## [PASSAGE CHOISI]

::::::

Pour quels résultats ? Le principal intéressé annonce sur son site web avoir inversé son âge biologique de 3 ans.
Au début de son expérimentation, Johnson suscitait de l’intérêt de la part du monde scientifique spécialiste de la longévité. Mais, depuis s’être lancé dans le commerce de nourriture anti-âge estampillée du nom de son projet (qui est désormais une marque) et dans un « essai clinique » doté d’une méthodologie absolument non scientifique avec ses clients, il est sujet de crispation.

::::::

## [MATÉRIEL FOURNI]
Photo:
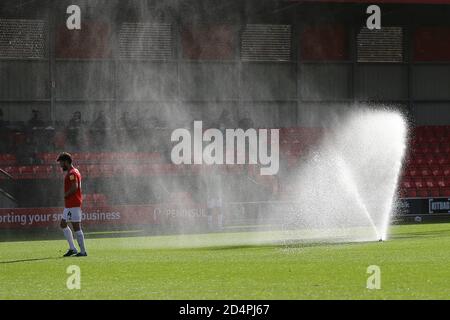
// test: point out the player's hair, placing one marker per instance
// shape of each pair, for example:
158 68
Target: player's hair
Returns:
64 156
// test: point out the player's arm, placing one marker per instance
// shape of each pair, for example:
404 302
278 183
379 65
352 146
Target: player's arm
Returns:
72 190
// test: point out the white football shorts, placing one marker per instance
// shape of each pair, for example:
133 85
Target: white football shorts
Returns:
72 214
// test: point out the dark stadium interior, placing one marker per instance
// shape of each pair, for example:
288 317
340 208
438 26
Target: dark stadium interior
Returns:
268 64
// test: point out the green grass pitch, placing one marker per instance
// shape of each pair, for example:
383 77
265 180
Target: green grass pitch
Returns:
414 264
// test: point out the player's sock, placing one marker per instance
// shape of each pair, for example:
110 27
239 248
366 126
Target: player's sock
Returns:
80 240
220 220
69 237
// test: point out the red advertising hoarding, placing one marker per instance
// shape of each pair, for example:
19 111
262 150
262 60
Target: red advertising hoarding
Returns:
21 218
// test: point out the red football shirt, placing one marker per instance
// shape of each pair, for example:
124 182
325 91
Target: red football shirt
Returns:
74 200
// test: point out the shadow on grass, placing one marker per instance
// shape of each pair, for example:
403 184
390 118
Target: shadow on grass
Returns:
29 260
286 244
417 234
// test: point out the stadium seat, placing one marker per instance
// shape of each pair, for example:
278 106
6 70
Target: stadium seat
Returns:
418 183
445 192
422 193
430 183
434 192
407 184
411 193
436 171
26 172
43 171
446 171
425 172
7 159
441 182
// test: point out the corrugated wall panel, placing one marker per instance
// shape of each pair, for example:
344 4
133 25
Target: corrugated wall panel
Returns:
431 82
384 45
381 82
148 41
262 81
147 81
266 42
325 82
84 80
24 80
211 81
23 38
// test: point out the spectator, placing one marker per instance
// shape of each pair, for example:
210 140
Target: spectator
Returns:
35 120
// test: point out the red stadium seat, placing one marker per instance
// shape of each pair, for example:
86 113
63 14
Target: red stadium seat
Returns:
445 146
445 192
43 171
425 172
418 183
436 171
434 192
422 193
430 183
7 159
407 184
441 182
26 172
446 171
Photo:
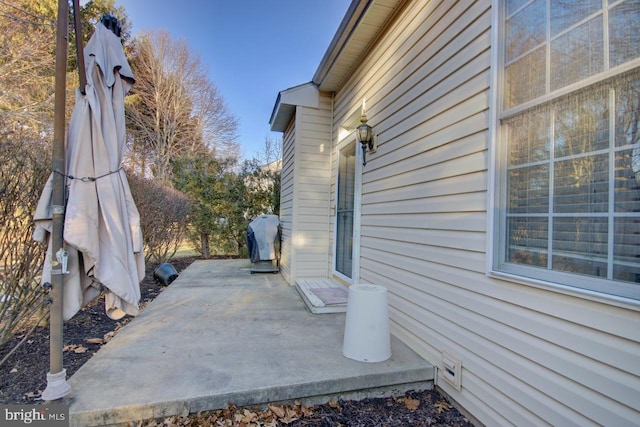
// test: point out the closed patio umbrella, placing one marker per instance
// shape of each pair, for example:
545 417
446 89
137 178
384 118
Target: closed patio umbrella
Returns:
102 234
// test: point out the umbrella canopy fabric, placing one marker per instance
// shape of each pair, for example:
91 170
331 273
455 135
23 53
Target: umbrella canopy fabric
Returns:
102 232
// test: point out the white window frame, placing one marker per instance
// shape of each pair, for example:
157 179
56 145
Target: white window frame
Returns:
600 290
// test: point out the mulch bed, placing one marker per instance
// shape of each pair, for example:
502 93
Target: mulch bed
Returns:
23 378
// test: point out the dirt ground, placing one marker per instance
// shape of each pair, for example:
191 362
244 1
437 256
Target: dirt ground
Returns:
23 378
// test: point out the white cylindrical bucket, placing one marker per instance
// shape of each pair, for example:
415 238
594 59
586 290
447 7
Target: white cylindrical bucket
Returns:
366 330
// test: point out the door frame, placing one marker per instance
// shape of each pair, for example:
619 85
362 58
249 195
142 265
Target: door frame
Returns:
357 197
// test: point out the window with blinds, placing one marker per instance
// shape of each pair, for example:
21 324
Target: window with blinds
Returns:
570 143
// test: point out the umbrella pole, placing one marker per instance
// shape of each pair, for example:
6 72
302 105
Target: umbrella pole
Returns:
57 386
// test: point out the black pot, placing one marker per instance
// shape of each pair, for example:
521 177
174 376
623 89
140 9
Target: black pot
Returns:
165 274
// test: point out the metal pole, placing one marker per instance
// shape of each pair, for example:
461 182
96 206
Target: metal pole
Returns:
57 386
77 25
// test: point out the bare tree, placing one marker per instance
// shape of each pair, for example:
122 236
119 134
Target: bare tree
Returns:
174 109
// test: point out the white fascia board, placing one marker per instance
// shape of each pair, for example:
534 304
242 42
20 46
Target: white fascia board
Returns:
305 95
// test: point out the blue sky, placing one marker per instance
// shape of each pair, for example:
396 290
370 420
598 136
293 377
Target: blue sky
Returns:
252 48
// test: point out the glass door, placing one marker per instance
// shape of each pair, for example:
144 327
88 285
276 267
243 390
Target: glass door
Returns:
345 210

::::::

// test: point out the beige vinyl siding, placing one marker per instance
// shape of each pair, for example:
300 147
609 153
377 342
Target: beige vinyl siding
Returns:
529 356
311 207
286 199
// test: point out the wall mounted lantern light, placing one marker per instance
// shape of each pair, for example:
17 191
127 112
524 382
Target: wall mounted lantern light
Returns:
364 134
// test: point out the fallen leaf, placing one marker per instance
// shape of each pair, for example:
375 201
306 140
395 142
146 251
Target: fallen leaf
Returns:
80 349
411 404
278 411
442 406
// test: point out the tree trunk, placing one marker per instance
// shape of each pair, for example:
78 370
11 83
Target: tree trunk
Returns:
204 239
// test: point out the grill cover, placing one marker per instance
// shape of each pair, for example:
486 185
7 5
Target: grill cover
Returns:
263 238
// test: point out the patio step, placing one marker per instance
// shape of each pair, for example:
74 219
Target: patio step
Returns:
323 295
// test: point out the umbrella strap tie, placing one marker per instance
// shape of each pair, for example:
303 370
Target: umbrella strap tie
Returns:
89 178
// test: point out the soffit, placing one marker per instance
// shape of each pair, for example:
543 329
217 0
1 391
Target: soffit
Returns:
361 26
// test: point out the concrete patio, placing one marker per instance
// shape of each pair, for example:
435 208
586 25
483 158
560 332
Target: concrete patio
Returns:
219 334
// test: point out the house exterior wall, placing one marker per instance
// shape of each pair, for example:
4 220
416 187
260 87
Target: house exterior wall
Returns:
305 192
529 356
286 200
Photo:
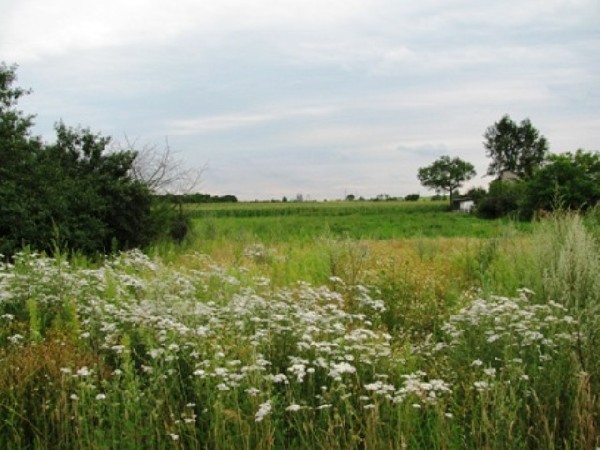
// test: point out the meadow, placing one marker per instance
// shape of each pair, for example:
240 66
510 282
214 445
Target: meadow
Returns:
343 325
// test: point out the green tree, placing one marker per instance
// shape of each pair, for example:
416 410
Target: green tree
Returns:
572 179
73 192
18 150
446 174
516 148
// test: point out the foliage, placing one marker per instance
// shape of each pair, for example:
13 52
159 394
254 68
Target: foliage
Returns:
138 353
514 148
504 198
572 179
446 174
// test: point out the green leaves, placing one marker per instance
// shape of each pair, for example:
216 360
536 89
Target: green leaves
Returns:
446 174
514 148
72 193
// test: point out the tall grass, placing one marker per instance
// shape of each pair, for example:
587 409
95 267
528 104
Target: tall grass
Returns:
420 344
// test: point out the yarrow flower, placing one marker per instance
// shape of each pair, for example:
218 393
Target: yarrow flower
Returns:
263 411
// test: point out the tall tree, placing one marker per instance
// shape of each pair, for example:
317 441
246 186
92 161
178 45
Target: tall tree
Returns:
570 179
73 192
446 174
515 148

::::::

## [CONSIGNE]
D'après le passage choisi, de combien d'années le principal intéressé affirme-t-il avoir inversé son âge biologique ?

## [RÉPONSE]
De 3 ans.